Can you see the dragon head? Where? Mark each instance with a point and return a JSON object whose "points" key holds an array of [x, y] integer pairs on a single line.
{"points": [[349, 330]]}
■ ■ ■
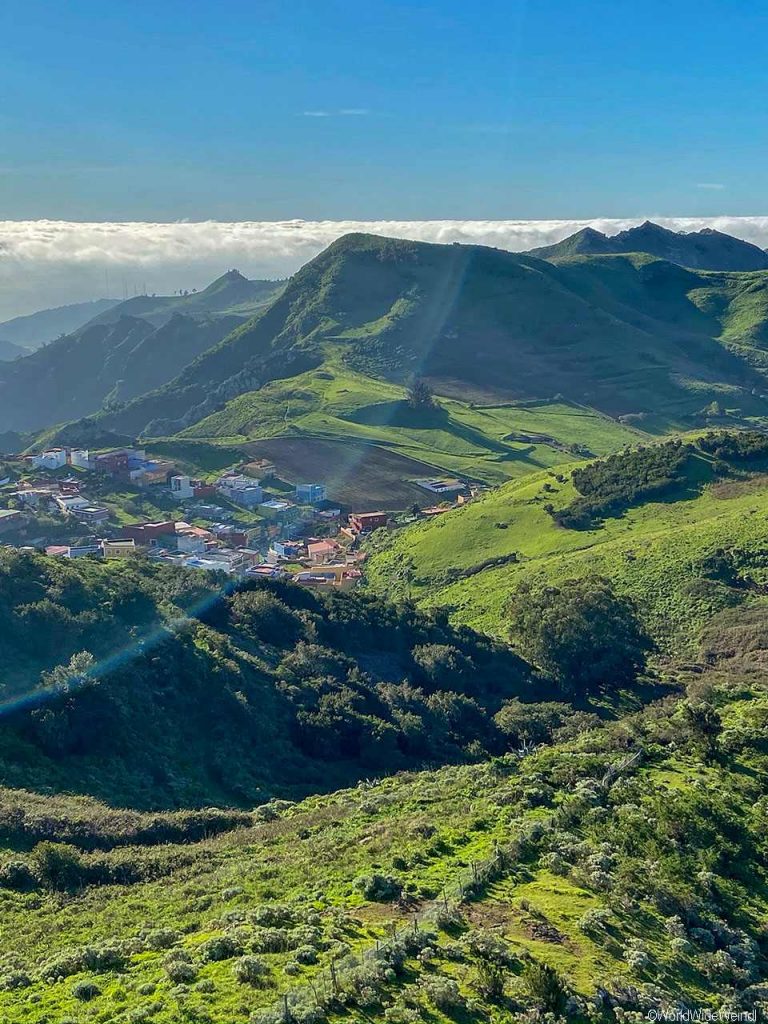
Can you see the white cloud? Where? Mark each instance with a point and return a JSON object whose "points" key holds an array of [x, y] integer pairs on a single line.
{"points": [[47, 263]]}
■ ■ ■
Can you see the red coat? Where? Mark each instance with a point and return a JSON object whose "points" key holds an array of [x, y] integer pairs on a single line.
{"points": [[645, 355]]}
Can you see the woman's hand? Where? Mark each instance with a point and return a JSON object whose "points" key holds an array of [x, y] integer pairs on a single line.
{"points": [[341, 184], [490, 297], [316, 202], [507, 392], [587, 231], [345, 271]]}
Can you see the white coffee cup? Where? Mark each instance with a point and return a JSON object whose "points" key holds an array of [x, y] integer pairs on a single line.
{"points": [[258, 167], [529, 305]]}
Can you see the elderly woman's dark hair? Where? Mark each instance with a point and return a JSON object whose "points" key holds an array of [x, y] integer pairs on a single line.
■ ■ ■
» What to produce: In the rows from the line containing "Can you see the white coffee" through the line containing "Can you see the elderly", change "instance" to "occurrence" and write out only those lines with nothing else altered.

» Task response:
Can you see the white coffee cup? Where? Mark each occurrence with a point and return a JSON object whose "points" key holds an array of [x, y] integer pairs on a single line.
{"points": [[258, 167], [529, 305]]}
Can you see the elderly woman's dark hair? Where? Mark each occurrence with a point and return a JSON object whose "points" key holds an array of [x, y] integer pairs on a single line.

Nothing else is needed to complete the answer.